*** Opening of Data for this exercise ***

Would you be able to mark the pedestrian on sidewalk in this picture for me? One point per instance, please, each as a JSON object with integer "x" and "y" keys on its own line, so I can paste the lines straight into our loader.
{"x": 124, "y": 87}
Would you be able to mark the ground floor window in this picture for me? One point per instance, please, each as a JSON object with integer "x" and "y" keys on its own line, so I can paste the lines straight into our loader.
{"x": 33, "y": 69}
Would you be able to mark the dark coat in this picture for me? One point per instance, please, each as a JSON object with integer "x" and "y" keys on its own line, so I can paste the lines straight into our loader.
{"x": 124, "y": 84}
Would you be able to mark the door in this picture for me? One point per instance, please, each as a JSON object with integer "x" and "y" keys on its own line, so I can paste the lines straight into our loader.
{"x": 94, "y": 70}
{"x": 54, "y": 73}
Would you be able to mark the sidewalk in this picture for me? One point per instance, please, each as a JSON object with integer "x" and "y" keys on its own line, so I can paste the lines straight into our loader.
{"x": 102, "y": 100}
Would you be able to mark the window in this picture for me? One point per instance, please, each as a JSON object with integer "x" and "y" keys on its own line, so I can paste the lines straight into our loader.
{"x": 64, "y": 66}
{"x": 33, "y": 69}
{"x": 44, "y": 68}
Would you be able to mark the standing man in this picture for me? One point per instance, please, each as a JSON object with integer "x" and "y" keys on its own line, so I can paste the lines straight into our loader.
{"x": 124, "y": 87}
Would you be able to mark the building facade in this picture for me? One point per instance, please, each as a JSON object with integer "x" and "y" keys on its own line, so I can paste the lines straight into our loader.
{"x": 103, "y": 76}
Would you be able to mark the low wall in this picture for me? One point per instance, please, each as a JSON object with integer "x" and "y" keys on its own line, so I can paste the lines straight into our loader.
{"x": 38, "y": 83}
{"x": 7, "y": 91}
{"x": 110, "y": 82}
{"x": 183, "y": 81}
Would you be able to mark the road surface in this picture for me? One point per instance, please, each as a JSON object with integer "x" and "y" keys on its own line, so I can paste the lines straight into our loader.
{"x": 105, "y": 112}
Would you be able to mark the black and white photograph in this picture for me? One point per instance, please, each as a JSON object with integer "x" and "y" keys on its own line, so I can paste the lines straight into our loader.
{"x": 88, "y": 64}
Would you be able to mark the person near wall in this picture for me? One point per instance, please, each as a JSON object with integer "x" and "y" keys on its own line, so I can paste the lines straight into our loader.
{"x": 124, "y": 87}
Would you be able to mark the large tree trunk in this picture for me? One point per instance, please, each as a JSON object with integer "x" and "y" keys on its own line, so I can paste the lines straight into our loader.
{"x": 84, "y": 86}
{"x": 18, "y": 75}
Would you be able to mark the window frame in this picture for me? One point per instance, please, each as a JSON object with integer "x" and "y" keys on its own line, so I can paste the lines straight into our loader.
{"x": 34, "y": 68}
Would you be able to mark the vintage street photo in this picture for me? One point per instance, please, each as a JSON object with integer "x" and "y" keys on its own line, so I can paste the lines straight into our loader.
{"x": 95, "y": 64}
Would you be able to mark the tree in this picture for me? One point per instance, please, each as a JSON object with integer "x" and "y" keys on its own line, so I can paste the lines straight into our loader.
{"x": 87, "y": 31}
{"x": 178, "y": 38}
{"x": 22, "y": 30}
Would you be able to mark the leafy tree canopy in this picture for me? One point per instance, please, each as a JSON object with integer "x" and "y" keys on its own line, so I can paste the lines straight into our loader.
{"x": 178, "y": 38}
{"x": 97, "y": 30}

*** Close of Data for this exercise ***

# [Required action]
Please output all of the entries without changing a single character.

# [Solution for this problem]
Would you be able to mark the pedestrian on sidewalk in this picture for me? One point per instance, please, each as a JSON object with integer "x" and "y" keys on its own line, so I can paste the lines straight into our loader.
{"x": 124, "y": 87}
Would you be able to mark the ground floor window in this picture for me? One point per instance, please, each as a JSON object with integer "x" and "y" keys on its own line, so I can paste the lines straight into our loader.
{"x": 33, "y": 69}
Would you be able to mark the dark coat in this picture for me? One point per instance, please, each as a JSON object with integer "x" and "y" keys on its own line, so I can paste the lines straight into our loader.
{"x": 124, "y": 84}
Would you be able to mark the door in this picture for me? One point per instance, please, each as a JSON object with integer "x" and "y" keys on its own line, so I can paste the lines straight into our loader.
{"x": 94, "y": 70}
{"x": 54, "y": 73}
Would you be able to mark the sidewalk in this picture for me? One point per instance, please, each as a JSON object with integer "x" and "y" keys on its own line, so I can paste the lines straight into our loader.
{"x": 102, "y": 100}
Would you be able to mark the window in this picture for me? One point per instance, please, each as a JSON object with integer "x" and "y" keys on its own line, so I can paste the lines straight into our loader.
{"x": 64, "y": 66}
{"x": 33, "y": 69}
{"x": 44, "y": 68}
Would you be able to mark the standing man in this picture for me? One point per instance, please, each as a JSON object with integer "x" and "y" keys on its own line, so I can paste the lines straight into our loader.
{"x": 124, "y": 87}
Would you be able to mark the building facade in this picture for me? One point per instance, please, each as a JSON object with integer "x" and "y" keys on its own line, so I can paste the lines straight into our loader.
{"x": 103, "y": 76}
Would you be able to mark the low wall in this picture for me? One point per instance, please, each as a JSON object with integer "x" and "y" keys on its own line, so I can paste the lines straight into our loader.
{"x": 38, "y": 83}
{"x": 7, "y": 91}
{"x": 110, "y": 82}
{"x": 183, "y": 81}
Would you be able to mark the road surface in this picture for me? One point per instance, please, each as a JSON object with integer "x" and "y" keys on its own line, so I can paste the lines straight into our loader.
{"x": 105, "y": 112}
Would you be able to mark the black and white photograph in this picture for me? One point per instance, please, each as a JSON object with integer "x" and "y" keys on its own line, so I can paste the lines straight into our loader.
{"x": 88, "y": 64}
Would you be able to mark the person near wall in this picture for me? One point per instance, please, each as a JSON object with integer "x" and "y" keys on its own line, so I can paste the lines straight into our loader.
{"x": 124, "y": 87}
Would you be able to mark the large tree trunk in this picture for me? One point per instance, please, each as a JSON object with integer "x" and "y" keys on its own line, so I can paste the lines straight into our loader.
{"x": 84, "y": 86}
{"x": 18, "y": 75}
Would you be able to mark the window frame in this picture for me? One point per instance, please, each as a JSON object with integer "x" and "y" keys on its own line, so I can paste the lines straight into our loader.
{"x": 34, "y": 68}
Would you be able to mark the vintage street photo in this picture for me? One point per instance, please, each as a JSON object with integer "x" and "y" keys on its own line, so I can paste the lines straight into our loader.
{"x": 95, "y": 64}
Would you be able to mark the tree in this picture for me? One point per instance, please, each as a JSON object with integer "x" and "y" keys on its own line, so I can paste the lines straight into our loader.
{"x": 87, "y": 31}
{"x": 178, "y": 38}
{"x": 22, "y": 30}
Would you be able to mark the leafy tree canopy in this picture for me? One point per instance, please, each as a JSON object with integer "x" and "y" keys on its own line, so I can paste the lines straight into our loader.
{"x": 178, "y": 38}
{"x": 97, "y": 30}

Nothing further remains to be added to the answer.